▶ _TASK OBJECTIVE_:
Write out again every line of the material from the one containing "Target: white house" through the end, both included and the requests kept, adding 62 to each number in the point coordinates of the answers. Leave the pictures out.

═════ DATA SUPPLIED

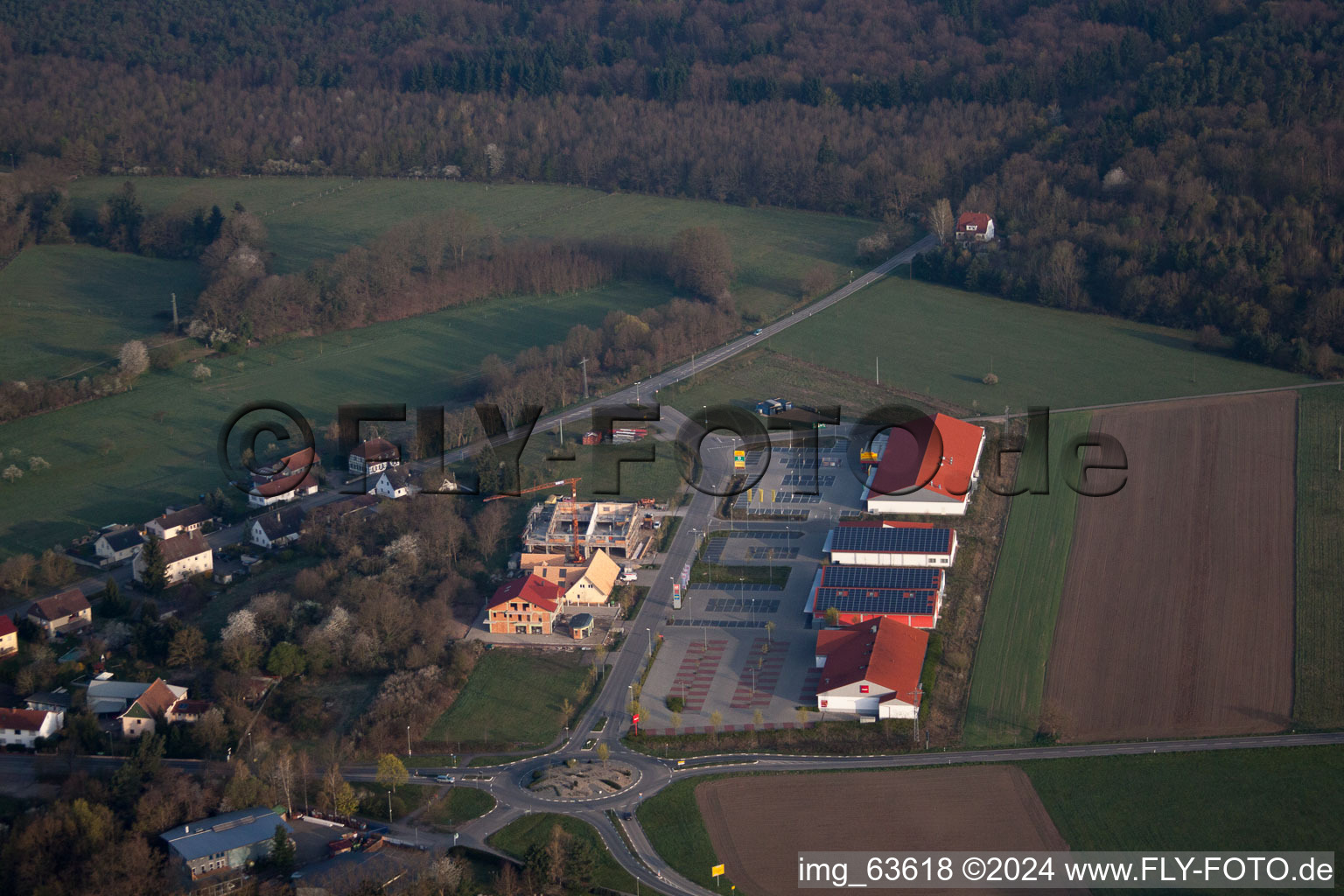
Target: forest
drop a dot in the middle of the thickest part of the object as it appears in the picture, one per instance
(1172, 163)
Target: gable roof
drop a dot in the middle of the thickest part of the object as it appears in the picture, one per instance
(885, 652)
(930, 454)
(222, 833)
(602, 571)
(533, 589)
(180, 547)
(187, 516)
(280, 524)
(60, 606)
(23, 719)
(122, 539)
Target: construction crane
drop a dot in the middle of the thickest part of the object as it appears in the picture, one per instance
(574, 507)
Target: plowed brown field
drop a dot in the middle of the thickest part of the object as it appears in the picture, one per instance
(1176, 617)
(759, 825)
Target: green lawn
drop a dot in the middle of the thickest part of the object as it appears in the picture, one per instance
(155, 462)
(512, 700)
(70, 308)
(518, 837)
(672, 822)
(460, 805)
(1233, 800)
(941, 341)
(1010, 672)
(311, 218)
(1319, 697)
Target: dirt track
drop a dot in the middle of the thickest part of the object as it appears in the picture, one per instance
(1176, 617)
(760, 823)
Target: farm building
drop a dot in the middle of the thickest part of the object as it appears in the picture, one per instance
(872, 669)
(930, 465)
(523, 606)
(606, 526)
(890, 544)
(912, 595)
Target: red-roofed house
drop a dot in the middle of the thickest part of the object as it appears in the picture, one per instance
(872, 669)
(975, 226)
(523, 606)
(24, 725)
(929, 466)
(60, 612)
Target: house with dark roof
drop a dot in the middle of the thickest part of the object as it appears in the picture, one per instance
(63, 612)
(222, 848)
(117, 546)
(872, 669)
(277, 528)
(185, 555)
(173, 522)
(523, 606)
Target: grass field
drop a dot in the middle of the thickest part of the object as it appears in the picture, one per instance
(460, 805)
(311, 218)
(512, 700)
(672, 822)
(1211, 801)
(155, 462)
(941, 341)
(70, 308)
(1010, 672)
(1319, 697)
(518, 837)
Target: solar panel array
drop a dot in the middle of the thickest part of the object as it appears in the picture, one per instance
(890, 539)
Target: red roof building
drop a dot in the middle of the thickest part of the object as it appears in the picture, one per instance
(872, 668)
(523, 606)
(929, 466)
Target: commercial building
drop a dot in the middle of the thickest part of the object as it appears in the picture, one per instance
(890, 544)
(929, 465)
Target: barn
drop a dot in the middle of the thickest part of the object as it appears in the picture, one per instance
(890, 544)
(912, 595)
(930, 465)
(872, 669)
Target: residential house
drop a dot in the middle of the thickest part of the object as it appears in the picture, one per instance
(523, 606)
(220, 848)
(24, 727)
(872, 669)
(278, 528)
(63, 612)
(185, 556)
(975, 228)
(173, 522)
(8, 637)
(117, 546)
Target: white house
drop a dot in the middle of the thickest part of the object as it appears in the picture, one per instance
(929, 465)
(185, 556)
(872, 669)
(23, 727)
(887, 543)
(117, 546)
(278, 528)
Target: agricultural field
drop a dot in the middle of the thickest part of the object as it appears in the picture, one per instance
(1008, 676)
(1319, 697)
(940, 341)
(67, 309)
(521, 836)
(1176, 618)
(312, 218)
(128, 456)
(512, 700)
(759, 823)
(1233, 800)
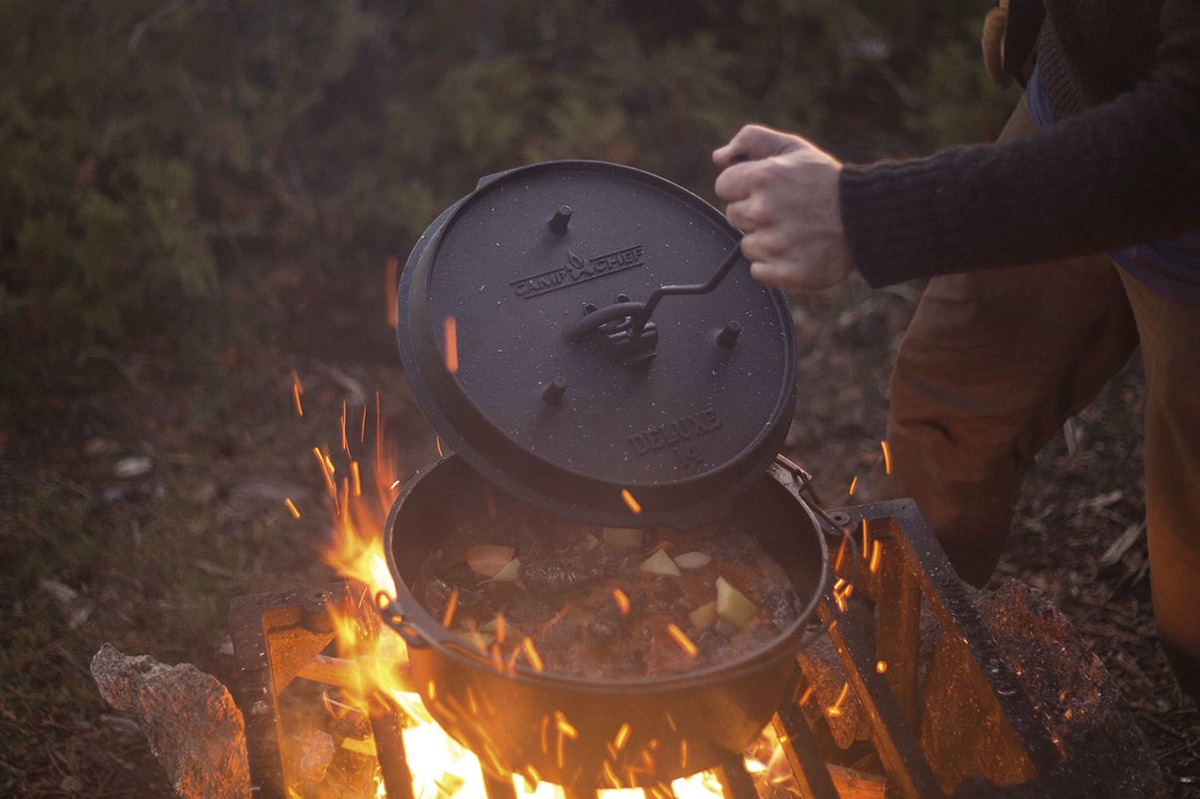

══════════

▶ _SOLUTION FOR THIS TASK_:
Target: white house
drop a dot in the middle of the thickest part of the object as it appears in the picture, one per instance
(991, 527)
(247, 618)
(934, 731)
(85, 789)
(949, 605)
(179, 608)
(340, 590)
Target: agricultural field
drop a dot in the middle of the thickest part of the object as it appears in the picture, one per instance
(1070, 738)
(1381, 759)
(1002, 403)
(129, 371)
(583, 898)
(1238, 680)
(374, 280)
(190, 518)
(574, 762)
(821, 885)
(1295, 862)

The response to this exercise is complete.